Problem to work on
Restate word for word the entries below, starting with the line with "Query: black leather halter" and continuing through the line with "Query: horse hoof". Include both of those lines and no others.

Material supplied
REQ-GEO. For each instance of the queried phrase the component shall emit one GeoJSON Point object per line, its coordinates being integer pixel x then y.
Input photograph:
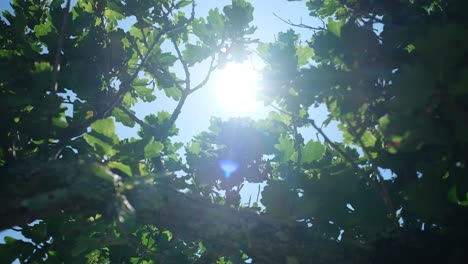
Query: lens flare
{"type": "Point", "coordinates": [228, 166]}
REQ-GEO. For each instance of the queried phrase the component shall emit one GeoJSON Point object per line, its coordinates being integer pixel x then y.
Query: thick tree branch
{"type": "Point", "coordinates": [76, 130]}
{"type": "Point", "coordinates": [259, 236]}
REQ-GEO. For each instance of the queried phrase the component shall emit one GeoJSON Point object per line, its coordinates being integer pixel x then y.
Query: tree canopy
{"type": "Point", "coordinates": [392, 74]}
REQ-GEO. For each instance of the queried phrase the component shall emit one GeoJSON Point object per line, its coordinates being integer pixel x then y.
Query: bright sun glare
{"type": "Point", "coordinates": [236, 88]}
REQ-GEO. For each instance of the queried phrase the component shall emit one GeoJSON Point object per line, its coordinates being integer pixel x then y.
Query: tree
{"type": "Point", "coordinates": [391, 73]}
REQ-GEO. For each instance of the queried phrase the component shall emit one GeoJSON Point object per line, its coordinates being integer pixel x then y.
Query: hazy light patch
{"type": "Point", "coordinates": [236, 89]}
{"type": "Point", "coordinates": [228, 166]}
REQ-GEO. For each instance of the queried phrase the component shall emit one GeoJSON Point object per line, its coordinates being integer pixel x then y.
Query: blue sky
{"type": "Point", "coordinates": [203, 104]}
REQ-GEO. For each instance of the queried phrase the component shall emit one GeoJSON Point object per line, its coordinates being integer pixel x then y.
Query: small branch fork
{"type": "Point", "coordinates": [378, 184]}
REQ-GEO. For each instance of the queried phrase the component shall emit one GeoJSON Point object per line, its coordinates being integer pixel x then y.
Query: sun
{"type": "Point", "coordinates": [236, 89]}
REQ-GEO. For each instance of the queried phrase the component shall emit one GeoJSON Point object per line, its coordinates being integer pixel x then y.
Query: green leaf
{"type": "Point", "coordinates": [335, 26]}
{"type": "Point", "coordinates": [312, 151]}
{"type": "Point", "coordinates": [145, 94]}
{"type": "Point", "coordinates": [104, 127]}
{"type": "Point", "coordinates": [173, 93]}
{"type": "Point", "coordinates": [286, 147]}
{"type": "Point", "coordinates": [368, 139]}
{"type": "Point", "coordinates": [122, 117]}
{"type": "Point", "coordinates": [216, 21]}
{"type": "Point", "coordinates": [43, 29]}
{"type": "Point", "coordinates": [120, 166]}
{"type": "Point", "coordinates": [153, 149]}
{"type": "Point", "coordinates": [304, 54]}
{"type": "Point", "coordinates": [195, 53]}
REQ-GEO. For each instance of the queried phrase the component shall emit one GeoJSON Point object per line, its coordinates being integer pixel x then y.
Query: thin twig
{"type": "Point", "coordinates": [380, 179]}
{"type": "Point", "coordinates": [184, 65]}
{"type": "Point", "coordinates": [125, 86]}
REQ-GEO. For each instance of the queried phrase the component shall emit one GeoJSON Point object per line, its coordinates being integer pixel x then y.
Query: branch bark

==

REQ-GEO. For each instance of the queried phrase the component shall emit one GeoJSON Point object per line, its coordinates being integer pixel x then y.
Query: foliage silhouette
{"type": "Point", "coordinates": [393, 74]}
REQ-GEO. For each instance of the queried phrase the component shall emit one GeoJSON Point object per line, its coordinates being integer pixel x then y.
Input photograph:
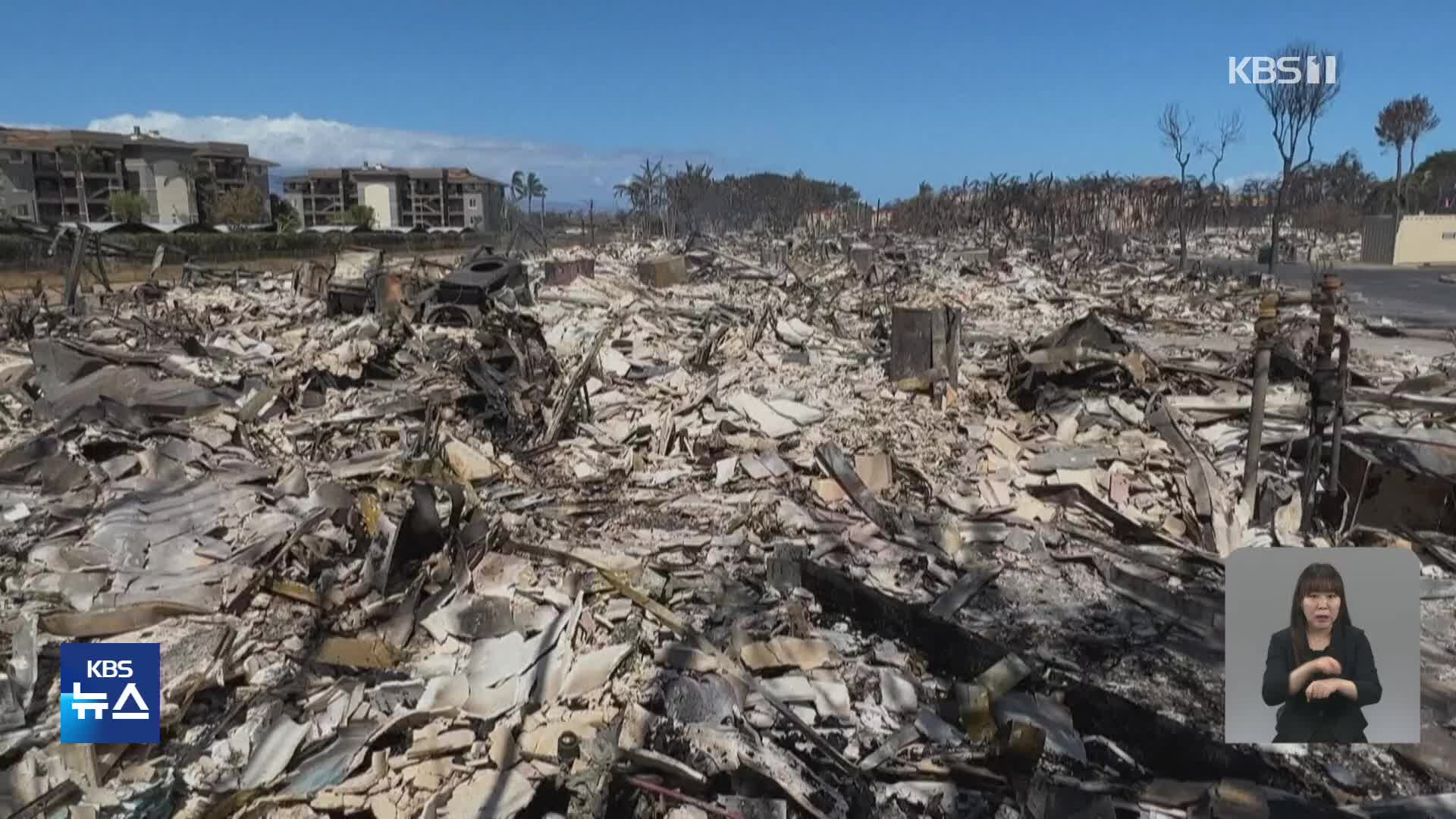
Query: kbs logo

* * *

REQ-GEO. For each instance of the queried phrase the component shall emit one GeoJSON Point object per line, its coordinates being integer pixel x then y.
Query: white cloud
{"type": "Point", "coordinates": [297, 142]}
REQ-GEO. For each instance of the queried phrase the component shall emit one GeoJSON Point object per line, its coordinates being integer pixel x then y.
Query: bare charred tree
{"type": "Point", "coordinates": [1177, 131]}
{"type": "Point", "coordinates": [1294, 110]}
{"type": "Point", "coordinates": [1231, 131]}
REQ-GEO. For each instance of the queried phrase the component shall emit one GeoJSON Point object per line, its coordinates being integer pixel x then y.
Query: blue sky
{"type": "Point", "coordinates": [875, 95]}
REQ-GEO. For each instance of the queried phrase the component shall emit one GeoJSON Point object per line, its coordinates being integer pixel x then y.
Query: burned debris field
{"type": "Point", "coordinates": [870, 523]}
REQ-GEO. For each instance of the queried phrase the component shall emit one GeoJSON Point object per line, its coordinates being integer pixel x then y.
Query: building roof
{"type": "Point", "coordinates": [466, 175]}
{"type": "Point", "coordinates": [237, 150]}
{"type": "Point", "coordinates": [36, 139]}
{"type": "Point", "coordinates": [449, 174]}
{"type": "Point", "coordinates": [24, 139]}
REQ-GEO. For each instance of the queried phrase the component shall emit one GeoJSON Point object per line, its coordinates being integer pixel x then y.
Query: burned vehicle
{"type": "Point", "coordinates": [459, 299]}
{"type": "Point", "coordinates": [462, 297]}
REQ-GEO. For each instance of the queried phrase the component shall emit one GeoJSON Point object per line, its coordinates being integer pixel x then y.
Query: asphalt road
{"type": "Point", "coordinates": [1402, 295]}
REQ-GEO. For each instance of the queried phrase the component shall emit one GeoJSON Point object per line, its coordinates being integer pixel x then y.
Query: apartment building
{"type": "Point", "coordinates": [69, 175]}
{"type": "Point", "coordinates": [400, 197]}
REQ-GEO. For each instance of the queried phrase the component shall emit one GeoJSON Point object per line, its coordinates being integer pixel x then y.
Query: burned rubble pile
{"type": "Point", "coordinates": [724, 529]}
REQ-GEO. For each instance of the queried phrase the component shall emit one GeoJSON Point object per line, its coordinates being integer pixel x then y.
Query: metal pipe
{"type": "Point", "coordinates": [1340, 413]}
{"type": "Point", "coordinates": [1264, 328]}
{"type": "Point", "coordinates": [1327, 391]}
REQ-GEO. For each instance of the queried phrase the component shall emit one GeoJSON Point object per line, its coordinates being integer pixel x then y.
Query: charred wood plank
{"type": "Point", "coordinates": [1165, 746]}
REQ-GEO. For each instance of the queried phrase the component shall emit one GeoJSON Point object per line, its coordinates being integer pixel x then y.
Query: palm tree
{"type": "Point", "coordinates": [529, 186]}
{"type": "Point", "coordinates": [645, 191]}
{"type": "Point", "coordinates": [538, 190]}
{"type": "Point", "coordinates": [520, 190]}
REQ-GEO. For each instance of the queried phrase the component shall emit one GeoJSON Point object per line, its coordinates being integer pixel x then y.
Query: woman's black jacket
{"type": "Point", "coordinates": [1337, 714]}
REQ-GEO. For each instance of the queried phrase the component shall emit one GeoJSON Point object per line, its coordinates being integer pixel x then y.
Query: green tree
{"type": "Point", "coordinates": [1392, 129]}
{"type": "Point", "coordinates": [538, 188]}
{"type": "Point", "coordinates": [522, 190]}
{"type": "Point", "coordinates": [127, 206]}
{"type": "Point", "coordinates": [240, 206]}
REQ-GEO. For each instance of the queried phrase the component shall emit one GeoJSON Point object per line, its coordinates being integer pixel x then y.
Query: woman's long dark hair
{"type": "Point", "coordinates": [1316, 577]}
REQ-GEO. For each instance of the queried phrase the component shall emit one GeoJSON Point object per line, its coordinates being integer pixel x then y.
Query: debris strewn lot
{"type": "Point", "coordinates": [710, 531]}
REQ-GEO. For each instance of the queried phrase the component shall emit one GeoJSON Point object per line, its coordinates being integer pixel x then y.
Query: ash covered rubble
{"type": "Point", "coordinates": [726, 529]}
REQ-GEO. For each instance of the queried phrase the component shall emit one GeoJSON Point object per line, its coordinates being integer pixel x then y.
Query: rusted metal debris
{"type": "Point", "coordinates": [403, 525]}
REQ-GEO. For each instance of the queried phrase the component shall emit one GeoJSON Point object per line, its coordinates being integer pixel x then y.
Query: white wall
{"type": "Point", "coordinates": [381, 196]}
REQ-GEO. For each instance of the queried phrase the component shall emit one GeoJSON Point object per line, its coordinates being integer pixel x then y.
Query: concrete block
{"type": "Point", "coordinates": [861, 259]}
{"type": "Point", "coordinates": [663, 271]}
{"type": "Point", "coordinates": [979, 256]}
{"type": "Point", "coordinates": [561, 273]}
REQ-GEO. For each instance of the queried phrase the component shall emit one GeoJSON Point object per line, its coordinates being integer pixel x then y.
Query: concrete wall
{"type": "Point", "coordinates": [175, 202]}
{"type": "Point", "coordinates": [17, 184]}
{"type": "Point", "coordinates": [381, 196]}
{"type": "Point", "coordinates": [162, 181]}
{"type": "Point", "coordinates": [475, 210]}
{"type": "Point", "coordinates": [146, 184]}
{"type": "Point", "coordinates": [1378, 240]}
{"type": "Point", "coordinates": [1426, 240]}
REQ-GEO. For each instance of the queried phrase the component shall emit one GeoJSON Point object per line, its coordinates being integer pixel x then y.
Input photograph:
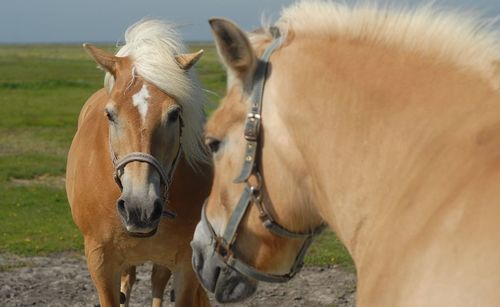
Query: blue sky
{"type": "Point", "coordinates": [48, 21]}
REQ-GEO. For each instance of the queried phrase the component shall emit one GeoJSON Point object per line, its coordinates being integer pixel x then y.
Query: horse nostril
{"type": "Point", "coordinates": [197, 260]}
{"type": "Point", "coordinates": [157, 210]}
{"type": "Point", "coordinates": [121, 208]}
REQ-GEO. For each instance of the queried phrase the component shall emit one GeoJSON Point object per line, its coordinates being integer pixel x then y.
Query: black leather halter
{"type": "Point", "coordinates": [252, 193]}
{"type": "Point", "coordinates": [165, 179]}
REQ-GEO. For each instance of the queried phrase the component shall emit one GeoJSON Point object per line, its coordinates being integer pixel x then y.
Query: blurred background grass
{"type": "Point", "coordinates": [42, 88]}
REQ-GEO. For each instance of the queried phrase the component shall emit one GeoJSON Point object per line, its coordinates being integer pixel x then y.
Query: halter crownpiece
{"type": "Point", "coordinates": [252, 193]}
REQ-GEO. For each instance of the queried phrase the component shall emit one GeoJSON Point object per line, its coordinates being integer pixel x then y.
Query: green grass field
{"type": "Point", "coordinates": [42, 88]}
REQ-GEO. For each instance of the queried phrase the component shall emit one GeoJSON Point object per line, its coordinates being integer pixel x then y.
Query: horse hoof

Your response
Query: black leather halter
{"type": "Point", "coordinates": [252, 193]}
{"type": "Point", "coordinates": [165, 179]}
REQ-GEO. For each instance of the queried phrase the component shall emit one GeoJSON Point object per line, its coordinates being integer pixel x then y.
Query: blurred background grass
{"type": "Point", "coordinates": [42, 88]}
REQ-GEO. For each instance of the queried phrase the component shall emit one GeoJSON Point object per line, its coordinates being integer pixel x then y.
Query: halter crownpiece
{"type": "Point", "coordinates": [252, 193]}
REQ-GEO. For each instance of the queried phrase the component shall emit one GeoJSON Point object per line, its coordinates being integer pixel x then y.
Query: green grass field
{"type": "Point", "coordinates": [42, 88]}
REQ-GEO. For each instance of the queried phrase the component shall emit one GeoJSON Point object per line, its coordinates being integer pixel x then y.
Query: horse hoof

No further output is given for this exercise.